== THE EXERCISE ==
Arrange each line of the material below as a numbered list, omitting any blank lines.

+---+

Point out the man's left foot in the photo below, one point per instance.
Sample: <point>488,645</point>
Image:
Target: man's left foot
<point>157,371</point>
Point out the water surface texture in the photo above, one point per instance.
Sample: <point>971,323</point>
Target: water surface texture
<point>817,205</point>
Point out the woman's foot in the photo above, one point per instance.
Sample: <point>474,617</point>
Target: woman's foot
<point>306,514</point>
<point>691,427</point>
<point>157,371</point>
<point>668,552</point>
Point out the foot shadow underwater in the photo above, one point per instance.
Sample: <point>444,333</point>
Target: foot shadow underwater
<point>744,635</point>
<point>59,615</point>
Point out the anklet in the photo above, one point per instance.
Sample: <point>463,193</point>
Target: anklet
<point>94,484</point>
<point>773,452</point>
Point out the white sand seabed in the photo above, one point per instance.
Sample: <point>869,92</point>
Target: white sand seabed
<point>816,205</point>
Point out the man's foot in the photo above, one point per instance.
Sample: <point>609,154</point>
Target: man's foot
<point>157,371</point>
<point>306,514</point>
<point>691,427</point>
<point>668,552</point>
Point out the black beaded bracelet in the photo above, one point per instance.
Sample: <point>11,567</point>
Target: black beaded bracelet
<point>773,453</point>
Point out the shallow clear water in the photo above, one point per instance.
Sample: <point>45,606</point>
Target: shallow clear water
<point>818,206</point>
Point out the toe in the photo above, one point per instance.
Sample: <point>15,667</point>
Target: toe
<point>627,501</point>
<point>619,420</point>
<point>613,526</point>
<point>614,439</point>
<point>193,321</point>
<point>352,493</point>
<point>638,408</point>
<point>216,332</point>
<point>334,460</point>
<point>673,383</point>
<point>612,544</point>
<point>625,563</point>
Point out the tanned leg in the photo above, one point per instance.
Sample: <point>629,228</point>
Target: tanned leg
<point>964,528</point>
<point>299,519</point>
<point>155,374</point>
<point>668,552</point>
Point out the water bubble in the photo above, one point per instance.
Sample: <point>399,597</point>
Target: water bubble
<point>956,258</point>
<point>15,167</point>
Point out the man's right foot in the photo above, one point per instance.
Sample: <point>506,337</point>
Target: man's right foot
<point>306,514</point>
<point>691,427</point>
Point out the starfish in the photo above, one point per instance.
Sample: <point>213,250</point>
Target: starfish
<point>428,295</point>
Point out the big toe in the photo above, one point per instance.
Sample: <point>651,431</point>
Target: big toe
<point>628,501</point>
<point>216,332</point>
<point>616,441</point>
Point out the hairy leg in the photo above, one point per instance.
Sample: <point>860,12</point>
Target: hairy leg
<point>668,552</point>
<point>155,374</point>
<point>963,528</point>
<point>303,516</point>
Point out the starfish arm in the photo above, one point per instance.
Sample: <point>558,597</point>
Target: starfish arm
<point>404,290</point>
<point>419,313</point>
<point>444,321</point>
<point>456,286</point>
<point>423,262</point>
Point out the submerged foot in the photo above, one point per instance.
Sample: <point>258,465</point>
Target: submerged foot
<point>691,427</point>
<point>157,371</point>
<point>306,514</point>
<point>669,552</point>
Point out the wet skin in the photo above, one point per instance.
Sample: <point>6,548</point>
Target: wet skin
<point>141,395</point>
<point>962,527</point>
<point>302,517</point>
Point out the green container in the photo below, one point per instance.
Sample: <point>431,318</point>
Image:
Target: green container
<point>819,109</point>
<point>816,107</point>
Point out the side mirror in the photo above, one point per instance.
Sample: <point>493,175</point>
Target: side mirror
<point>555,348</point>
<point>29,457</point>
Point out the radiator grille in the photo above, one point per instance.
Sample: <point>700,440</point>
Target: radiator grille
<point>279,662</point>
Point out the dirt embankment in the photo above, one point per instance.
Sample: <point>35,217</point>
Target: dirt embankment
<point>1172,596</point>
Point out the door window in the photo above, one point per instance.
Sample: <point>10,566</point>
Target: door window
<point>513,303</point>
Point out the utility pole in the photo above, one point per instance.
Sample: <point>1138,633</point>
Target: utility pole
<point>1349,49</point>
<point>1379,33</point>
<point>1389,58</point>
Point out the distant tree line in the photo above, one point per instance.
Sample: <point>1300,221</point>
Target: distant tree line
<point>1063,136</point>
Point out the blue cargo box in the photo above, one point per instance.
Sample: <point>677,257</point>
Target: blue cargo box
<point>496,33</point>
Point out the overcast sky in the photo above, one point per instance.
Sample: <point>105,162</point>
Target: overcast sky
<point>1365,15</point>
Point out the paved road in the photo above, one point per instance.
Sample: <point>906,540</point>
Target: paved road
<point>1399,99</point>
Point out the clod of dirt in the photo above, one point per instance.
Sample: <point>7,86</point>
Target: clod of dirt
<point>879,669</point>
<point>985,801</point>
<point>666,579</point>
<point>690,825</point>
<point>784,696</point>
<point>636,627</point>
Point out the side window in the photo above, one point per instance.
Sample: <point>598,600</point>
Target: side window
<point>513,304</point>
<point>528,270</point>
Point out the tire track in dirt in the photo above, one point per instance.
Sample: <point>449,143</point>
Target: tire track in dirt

+---+

== RESPONSE TO THIS EXERCISE ==
1. Point out the man's left foot in the photo below, one point per instance.
2. Sample: <point>488,645</point>
3. Image:
4. Target: man's left foot
5. <point>157,371</point>
6. Point out the water surface texture in the photo above, one point per instance.
7. Sample: <point>971,323</point>
8. Target: water surface texture
9. <point>817,205</point>
10. Point out the woman's foot in the photo above, one point per instance.
11. Sample: <point>474,617</point>
12. Target: woman's foot
13. <point>306,514</point>
14. <point>691,427</point>
15. <point>157,371</point>
16. <point>668,552</point>
17. Point out the foot shadow underwater in the photo above, one point per instance.
18. Sample: <point>444,333</point>
19. Target: foot shadow underwater
20. <point>744,635</point>
21. <point>59,615</point>
22. Point out the anklet in the photo above, one point per instance.
23. Sample: <point>463,193</point>
24. Target: anklet
25. <point>94,484</point>
26. <point>773,452</point>
27. Point out the white sand seabed in the photo above, one point per instance.
28. Sample: <point>869,92</point>
29. Target: white sand seabed
30. <point>816,205</point>
31. Point out the man's foot in the photo above, one point per instance.
32. Sample: <point>609,154</point>
33. Target: man's foot
34. <point>157,371</point>
35. <point>306,514</point>
36. <point>691,427</point>
37. <point>668,552</point>
38. Point out the black beaded bracelet in the photo above, one point per instance.
39. Sample: <point>11,567</point>
40. Target: black beaded bracelet
41. <point>773,453</point>
42. Point out the shallow clear water in the photo above, one point per instance.
43. Sample: <point>45,606</point>
44. Target: shallow clear water
45. <point>818,206</point>
46. Point out the toe in the photo above, one point per instance.
47. Sample: <point>15,667</point>
48. Target: toe
49. <point>627,501</point>
50. <point>619,420</point>
51. <point>613,526</point>
52. <point>614,439</point>
53. <point>193,321</point>
54. <point>352,493</point>
55. <point>638,408</point>
56. <point>216,332</point>
57. <point>334,460</point>
58. <point>673,383</point>
59. <point>612,544</point>
60. <point>625,563</point>
61. Point out the tanned leg in the photo above, one point per instance.
62. Sample: <point>629,228</point>
63. Target: tanned leg
64. <point>964,528</point>
65. <point>299,519</point>
66. <point>155,374</point>
67. <point>668,552</point>
68. Point out the water bubble in the photo above, one point per instance.
69. Sample: <point>399,597</point>
70. Target: water bubble
71. <point>956,258</point>
72. <point>15,167</point>
73. Point out the man's right foot in the photo above, one point per instance.
74. Sample: <point>506,337</point>
75. Target: man's right foot
76. <point>306,514</point>
77. <point>691,427</point>
78. Point out the starfish in the photo above, one point per instance.
79. Sample: <point>213,250</point>
80. Target: starfish
81. <point>428,295</point>
82. Point out the big toe in the photo above, one point per instance.
83. Sample: <point>651,431</point>
84. Target: big toe
85. <point>628,501</point>
86. <point>216,332</point>
87. <point>616,441</point>
88. Point out the hairy leg in the photo above, one point per instance.
89. Sample: <point>860,12</point>
90. Target: hairy leg
91. <point>668,552</point>
92. <point>155,374</point>
93. <point>963,528</point>
94. <point>303,516</point>
95. Point out the starfish arm in the photo above, one point per instance.
96. Sample: <point>558,597</point>
97. Target: starfish arm
98. <point>404,290</point>
99. <point>419,313</point>
100. <point>444,321</point>
101. <point>456,286</point>
102. <point>423,262</point>
103. Point out the submerged foot in the photo above, one point per instance.
104. Sample: <point>258,465</point>
105. Target: submerged foot
106. <point>691,427</point>
107. <point>157,371</point>
108. <point>306,514</point>
109. <point>669,552</point>
110. Point out the wet skin in the photo above, one point per instance.
111. Sample: <point>6,548</point>
112. Target: wet skin
113. <point>141,395</point>
114. <point>962,527</point>
115. <point>302,517</point>
116. Point out the green container in the photo below, one point per instance.
117. Sample: <point>431,318</point>
118. Image:
119. Target: green container
120. <point>819,109</point>
121. <point>816,107</point>
122. Point out the side mirror in the photo above, one point per instance.
123. Sample: <point>493,175</point>
124. Target: side mirror
125. <point>555,348</point>
126. <point>29,457</point>
127. Point out the radiator grille in the photo above, one point per instance.
128. Sample: <point>700,440</point>
129. Target: radiator grille
130. <point>279,662</point>
131. Point out the dirt embankment in the photo above, one point per instance.
132. Sample: <point>35,217</point>
133. Target: dirt embankment
134. <point>1172,596</point>
135. Point out the door window in the photo above, one point per instance.
136. Sample: <point>10,566</point>
137. Target: door window
138. <point>513,303</point>
139. Point out the utility pole in the photo above, one point per instance.
140. Sample: <point>1138,633</point>
141. Target: utility pole
142. <point>1349,49</point>
143. <point>1379,33</point>
144. <point>1389,58</point>
145. Point out the distant tree line in the photo above, one point per instance.
146. Sample: <point>1300,221</point>
147. Target: distant tree line
148. <point>1063,136</point>
149. Point out the blue cargo box in the photo above, one point per instance.
150. Sample: <point>677,257</point>
151. Target: blue cargo box
152. <point>496,33</point>
153. Point out the overcast sky in the photo above, one point per instance.
154. Sample: <point>105,162</point>
155. Target: overcast sky
156. <point>1365,15</point>
157. Point out the paved road in the photo above, one point per instance.
158. Sample: <point>906,540</point>
159. Target: paved road
160. <point>1399,99</point>
161. Point out the clod of dirt in the photo above, one point per instance.
162. Sample: <point>7,86</point>
163. Target: clod of dirt
164. <point>879,669</point>
165. <point>985,801</point>
166. <point>666,579</point>
167. <point>690,825</point>
168. <point>784,696</point>
169. <point>636,627</point>
170. Point out the side window in the photo above, one point per instance.
171. Sample: <point>598,600</point>
172. Target: side window
173. <point>513,304</point>
174. <point>528,270</point>
175. Point out the tire track in dirt in the photo above, one point per instance.
176. Sample: <point>449,143</point>
177. Target: tire track in dirt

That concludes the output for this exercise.